* **AIM OF THE TASK**: Recast every line of the listing below as a JSON list of strings, one string per line, omitting the blank lines.

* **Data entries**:
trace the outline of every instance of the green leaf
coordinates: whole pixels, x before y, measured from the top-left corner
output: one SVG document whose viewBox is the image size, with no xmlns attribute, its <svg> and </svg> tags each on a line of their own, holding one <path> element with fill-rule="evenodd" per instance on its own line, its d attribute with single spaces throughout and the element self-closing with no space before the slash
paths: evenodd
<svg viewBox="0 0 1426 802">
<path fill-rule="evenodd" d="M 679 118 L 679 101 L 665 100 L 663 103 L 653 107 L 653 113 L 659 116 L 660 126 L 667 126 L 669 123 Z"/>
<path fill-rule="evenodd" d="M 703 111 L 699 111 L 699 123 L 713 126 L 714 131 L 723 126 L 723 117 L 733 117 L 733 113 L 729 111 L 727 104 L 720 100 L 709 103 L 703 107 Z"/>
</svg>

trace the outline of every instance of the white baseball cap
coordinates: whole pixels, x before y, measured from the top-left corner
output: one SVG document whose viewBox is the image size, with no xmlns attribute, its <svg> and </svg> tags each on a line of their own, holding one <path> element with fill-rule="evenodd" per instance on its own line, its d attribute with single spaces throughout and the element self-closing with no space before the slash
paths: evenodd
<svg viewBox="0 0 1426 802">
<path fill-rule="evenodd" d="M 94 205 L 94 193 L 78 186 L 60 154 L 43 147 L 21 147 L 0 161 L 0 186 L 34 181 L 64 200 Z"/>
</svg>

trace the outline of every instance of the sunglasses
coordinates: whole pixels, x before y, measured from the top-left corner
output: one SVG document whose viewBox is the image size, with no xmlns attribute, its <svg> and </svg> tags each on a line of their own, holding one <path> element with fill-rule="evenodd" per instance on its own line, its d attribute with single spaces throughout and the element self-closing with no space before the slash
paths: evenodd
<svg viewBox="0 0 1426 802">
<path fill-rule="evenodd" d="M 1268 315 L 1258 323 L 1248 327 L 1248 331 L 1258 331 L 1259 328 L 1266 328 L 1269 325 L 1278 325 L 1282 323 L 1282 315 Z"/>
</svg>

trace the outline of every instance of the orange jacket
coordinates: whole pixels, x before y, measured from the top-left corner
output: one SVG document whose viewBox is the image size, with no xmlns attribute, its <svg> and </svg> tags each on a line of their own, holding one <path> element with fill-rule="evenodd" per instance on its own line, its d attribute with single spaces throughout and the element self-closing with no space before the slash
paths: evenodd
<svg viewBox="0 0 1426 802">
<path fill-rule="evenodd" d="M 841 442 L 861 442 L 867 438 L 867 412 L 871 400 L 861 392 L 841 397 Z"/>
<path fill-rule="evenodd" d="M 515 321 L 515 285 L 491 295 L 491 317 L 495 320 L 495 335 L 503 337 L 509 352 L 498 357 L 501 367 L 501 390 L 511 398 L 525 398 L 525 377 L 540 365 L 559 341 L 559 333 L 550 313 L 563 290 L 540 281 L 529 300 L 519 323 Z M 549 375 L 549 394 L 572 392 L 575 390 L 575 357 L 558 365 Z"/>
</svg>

* **RESULT FOR THIS EXERCISE**:
[
  "trace the outline of every instance of the green leaf",
  "coordinates: whole pixels, x before y, measured from the top-left corner",
  "output: one SVG document whose viewBox is the image size, with no xmlns attribute, its <svg> and </svg> tags each on a line of their own, holding one <path> element with fill-rule=\"evenodd\" per instance on its own line, its d attribute with single spaces throughout and the element self-closing with no space before the slash",
  "paths: evenodd",
  "<svg viewBox=\"0 0 1426 802\">",
  "<path fill-rule=\"evenodd\" d=\"M 679 118 L 679 101 L 665 100 L 663 103 L 653 107 L 653 113 L 659 116 L 660 126 L 667 126 L 669 123 Z\"/>",
  "<path fill-rule=\"evenodd\" d=\"M 703 111 L 699 111 L 699 123 L 713 126 L 714 131 L 723 126 L 723 117 L 733 117 L 733 113 L 729 111 L 727 104 L 720 100 L 709 103 L 703 107 Z\"/>",
  "</svg>",
  "trace the outline of every instance of the white baseball cap",
  "coordinates: whole pixels, x before y, measured from the top-left corner",
  "output: one SVG document whose viewBox is the image size, with no xmlns attribute, its <svg> and </svg> tags each on a line of their own, holding one <path> element with fill-rule=\"evenodd\" per instance on its own line, its d attribute with single spaces throughout and the element self-closing with no space before the slash",
  "paths: evenodd",
  "<svg viewBox=\"0 0 1426 802\">",
  "<path fill-rule=\"evenodd\" d=\"M 94 205 L 94 193 L 78 186 L 60 154 L 43 147 L 21 147 L 0 161 L 0 186 L 34 181 L 64 200 Z\"/>",
  "</svg>",
  "trace the outline of every instance of the sunglasses",
  "coordinates: whole pixels, x before y, measured from the top-left corner",
  "output: one SVG document whose viewBox is the image size, with no xmlns attribute, its <svg> and </svg> tags each on a line of their own, holding one <path> element with fill-rule=\"evenodd\" per instance on its own line, its d attribute with single spaces throughout and the element self-closing with no space before the slash",
  "paths: evenodd",
  "<svg viewBox=\"0 0 1426 802\">",
  "<path fill-rule=\"evenodd\" d=\"M 1268 315 L 1258 323 L 1248 327 L 1248 331 L 1258 331 L 1259 328 L 1266 328 L 1269 325 L 1278 325 L 1282 323 L 1282 315 Z\"/>",
  "</svg>",
  "trace the outline of every instance of the orange jacket",
  "coordinates: whole pixels, x before y, measured from the top-left corner",
  "output: one SVG document whose viewBox is the image size, with no xmlns attribute, its <svg> and </svg> tags each on a line of their own, holding one <path> element with fill-rule=\"evenodd\" per instance on its own line, its d attribute with single spaces throughout and the element self-closing with no space before the slash",
  "paths: evenodd",
  "<svg viewBox=\"0 0 1426 802\">",
  "<path fill-rule=\"evenodd\" d=\"M 841 442 L 861 442 L 867 438 L 867 412 L 871 400 L 861 392 L 841 397 Z\"/>",
  "<path fill-rule=\"evenodd\" d=\"M 515 321 L 515 285 L 491 295 L 491 317 L 495 320 L 495 335 L 503 337 L 509 352 L 498 357 L 501 367 L 501 390 L 511 398 L 525 398 L 525 377 L 540 365 L 559 341 L 559 333 L 550 313 L 563 290 L 540 281 L 529 300 L 519 323 Z M 549 375 L 549 394 L 572 392 L 575 390 L 575 357 L 558 365 Z\"/>",
  "</svg>"
]